# WHAT THE TASK REQUIRES
Only the lines from the line containing "of the decorative" to the end of the entries should be repeated, exactly as they appear.
┌──
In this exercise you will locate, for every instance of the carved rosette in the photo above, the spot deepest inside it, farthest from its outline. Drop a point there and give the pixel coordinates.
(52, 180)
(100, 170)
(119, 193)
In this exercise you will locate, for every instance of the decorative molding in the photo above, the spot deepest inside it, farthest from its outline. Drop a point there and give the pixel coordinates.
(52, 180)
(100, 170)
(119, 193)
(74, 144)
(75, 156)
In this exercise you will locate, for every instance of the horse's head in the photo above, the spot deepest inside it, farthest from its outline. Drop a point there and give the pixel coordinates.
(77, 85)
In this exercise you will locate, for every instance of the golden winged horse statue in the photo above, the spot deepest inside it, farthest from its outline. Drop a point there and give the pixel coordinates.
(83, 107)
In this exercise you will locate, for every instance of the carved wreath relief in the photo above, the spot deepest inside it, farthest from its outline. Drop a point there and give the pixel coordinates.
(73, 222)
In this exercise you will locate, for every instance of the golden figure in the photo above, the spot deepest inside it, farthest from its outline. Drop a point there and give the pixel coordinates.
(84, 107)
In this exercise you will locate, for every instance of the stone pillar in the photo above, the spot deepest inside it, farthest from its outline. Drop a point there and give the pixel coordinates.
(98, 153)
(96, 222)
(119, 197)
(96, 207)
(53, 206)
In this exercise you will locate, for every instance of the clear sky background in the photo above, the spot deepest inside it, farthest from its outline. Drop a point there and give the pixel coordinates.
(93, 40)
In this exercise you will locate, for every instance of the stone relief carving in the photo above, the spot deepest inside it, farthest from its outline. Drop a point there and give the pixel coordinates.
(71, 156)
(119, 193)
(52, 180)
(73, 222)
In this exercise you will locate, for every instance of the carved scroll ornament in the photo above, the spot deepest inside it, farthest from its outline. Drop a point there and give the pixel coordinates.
└──
# CORRECT ANSWER
In this exercise you will locate, for every instance of the decorative molding in the photo above, the spot deepest inside it, farthest from its outline. Drop a point there and give the pixel coordinates.
(52, 180)
(100, 170)
(119, 193)
(74, 144)
(75, 156)
In this exercise you will locate, for every instance of the horse's head in the photo above, the spot deepest inside it, farthest from its outline. Drop a point there and give the pixel coordinates.
(77, 85)
In this exercise you will locate, for every instance of the golden winged horse statue in the photo above, the spot deepest inside it, farthest from its outline. Drop a point there and give the pixel coordinates.
(83, 107)
In this exercise you will locate, for every instance of the carved wreath relief in the photo above, the spot deepest inside it, farthest from its outline. Drop a point there and give the pixel coordinates.
(73, 222)
In this exercise you will locate, for every instance of the golden figure in the photo above, the spot deepest inside it, farthest from its outline. Drop a point there and give the pixel coordinates.
(84, 107)
In this exercise you will locate, for every instance of the stone pillar in the photo above, the spot deepest inside it, farthest from its outline. Drop a point there and give the pixel coordinates.
(98, 153)
(96, 222)
(119, 197)
(96, 207)
(53, 206)
In this exercise you will locate, for every instance of the clear sky background in the photo above, the spot deepest inside it, farthest from its outline. Drop a point there and give the pixel coordinates.
(93, 40)
In this exercise you will locate, for every instance of the stone relief carving in the photo above, the spot deepest inside it, farthest from its outline. Drop a point there and give the pixel coordinates.
(71, 156)
(119, 193)
(52, 180)
(73, 222)
In this exercise you will locate, for every instance of the carved scroll ornament in the photo above, the spot deepest inside it, farthest from its outline. Drop a point there and give the pixel coordinates.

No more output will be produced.